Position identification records
════════

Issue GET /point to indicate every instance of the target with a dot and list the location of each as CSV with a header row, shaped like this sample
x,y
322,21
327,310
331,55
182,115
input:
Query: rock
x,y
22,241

════════

# Challenge
Reproduce each of the rows above line for line, without changing anything.

# Answer to the problem
Issue GET /point to indicate every instance of the target with a dot and list the location of each as CSV with a header row, shaped like this sample
x,y
322,21
327,310
331,55
182,115
input:
Query: rock
x,y
22,241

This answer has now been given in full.